*Data section:*
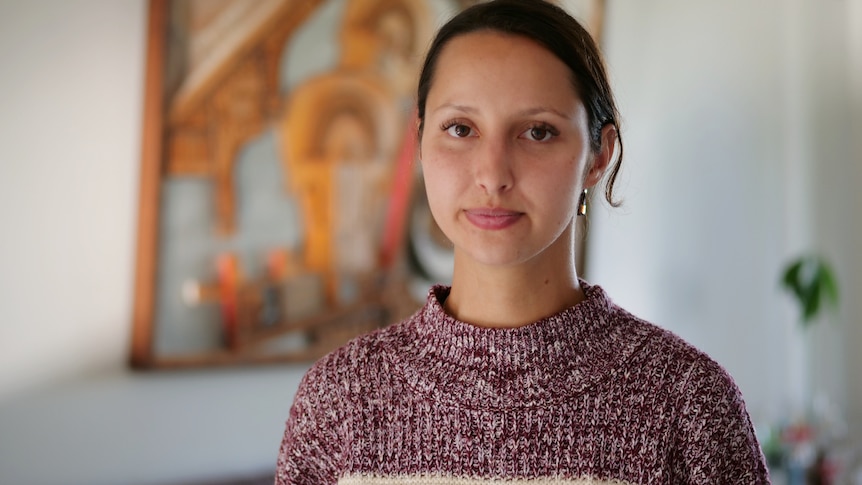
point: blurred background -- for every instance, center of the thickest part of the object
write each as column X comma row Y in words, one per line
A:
column 743, row 130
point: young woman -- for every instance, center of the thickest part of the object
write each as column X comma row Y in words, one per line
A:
column 519, row 372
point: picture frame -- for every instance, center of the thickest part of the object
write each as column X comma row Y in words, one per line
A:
column 281, row 211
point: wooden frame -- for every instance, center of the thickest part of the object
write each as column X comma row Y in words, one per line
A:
column 197, row 126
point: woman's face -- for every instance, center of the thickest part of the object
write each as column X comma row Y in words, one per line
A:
column 504, row 149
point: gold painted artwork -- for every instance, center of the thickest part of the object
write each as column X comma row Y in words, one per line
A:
column 281, row 208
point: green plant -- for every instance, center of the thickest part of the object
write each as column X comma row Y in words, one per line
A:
column 811, row 280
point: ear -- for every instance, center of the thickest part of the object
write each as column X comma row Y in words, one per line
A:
column 603, row 158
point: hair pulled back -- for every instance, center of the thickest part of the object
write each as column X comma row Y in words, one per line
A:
column 562, row 35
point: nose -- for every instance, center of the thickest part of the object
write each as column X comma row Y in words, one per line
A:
column 493, row 167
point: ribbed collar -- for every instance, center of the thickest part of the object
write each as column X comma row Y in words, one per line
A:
column 488, row 368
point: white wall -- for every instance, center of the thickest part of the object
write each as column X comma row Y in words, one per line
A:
column 739, row 157
column 736, row 160
column 70, row 412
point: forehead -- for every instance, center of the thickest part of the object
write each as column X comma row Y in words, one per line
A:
column 487, row 61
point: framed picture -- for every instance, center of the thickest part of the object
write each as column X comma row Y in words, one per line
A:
column 281, row 208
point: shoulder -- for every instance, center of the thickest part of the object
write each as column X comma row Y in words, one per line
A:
column 687, row 369
column 360, row 359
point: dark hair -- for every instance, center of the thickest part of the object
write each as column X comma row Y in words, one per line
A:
column 553, row 28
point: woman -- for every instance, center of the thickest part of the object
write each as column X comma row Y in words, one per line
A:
column 520, row 371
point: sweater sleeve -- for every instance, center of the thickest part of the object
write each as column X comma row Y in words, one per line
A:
column 715, row 438
column 312, row 448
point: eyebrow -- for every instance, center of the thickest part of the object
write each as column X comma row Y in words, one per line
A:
column 527, row 112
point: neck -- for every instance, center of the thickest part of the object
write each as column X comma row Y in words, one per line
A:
column 516, row 295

*Assignment:*
Retype the records verbatim, but not their images.

*Result of the exercise:*
point: blurred background -- for every instance, center of the thickest part of the object
write each as column X comma row Y in words, one per line
A:
column 743, row 130
point: young woman -- for every instance, center of the thickest part of the object
write each as column X comma row Y in words, one per line
A:
column 519, row 372
point: picture frame -- for every instance, center of the thickest part of the object
write each as column X comma row Y in words, one per line
A:
column 281, row 211
point: wooden frame -- for every instance, center of the thickest part of the object
write each as column X comma row Y in words, one per line
A:
column 197, row 126
point: woman's face -- for every instance, center of the thickest part of the object
write each as column X comma row Y in words, one per line
A:
column 504, row 149
point: gold painted artwork -- for every instance, center of the thickest part of the object
write each as column X comma row Y in words, one per line
A:
column 281, row 208
point: green plant -- for every instance, center of the thickest part of the object
write each as column X comma row Y in words, one per line
A:
column 811, row 280
point: ear -- for every instance, center of the thickest part of the object
write each as column X comma row Y in words, one per line
A:
column 603, row 158
point: hair pulled back -- for every instance, center of the thickest part of the object
write each as column X comma row Y in words, one per line
A:
column 562, row 35
point: nose -- for every instance, center of the thickest part of the object
write each as column X comma row Y in words, one per line
A:
column 493, row 167
point: ribbed collar -- for every instance, center of the thickest part of the object
write each as column X comma row Y in words, one per line
A:
column 488, row 368
point: white wall -- for every instance, center of the thickest part of the object
write each as column X comma row Y in words, one per line
A:
column 739, row 157
column 736, row 160
column 70, row 412
point: forehead -- for every instance, center of the thickest part of the object
write each as column X comma row Y in words, one per line
A:
column 487, row 61
point: framed picture -- for every instance, center of the thickest part of the object
write each as column X comma row Y in words, one per line
A:
column 281, row 208
point: shoulder -- for every instance, center of the thickest part of the object
write each as column X comma row Y in words, one per line
A:
column 687, row 369
column 360, row 359
point: dark hair -- for every instance, center of the thickest part of the object
write each as column X comma row Y in words, one per line
A:
column 553, row 28
point: woman -- for every instance, center of the thickest part of the object
write each as column X comma row Y in words, one per line
A:
column 520, row 371
point: sweater sleeve -- for every instance, center of the thickest part of the object
write each as column X comma row Y in words, one per line
A:
column 715, row 438
column 312, row 448
point: eyebrow -- for every instance, center of the thickest part of the object
write each as column X comma row Y in words, one per line
A:
column 527, row 112
point: neck -- for every instance, center of the thickest part of the object
write each as column X comma row Y in words, one per line
A:
column 516, row 295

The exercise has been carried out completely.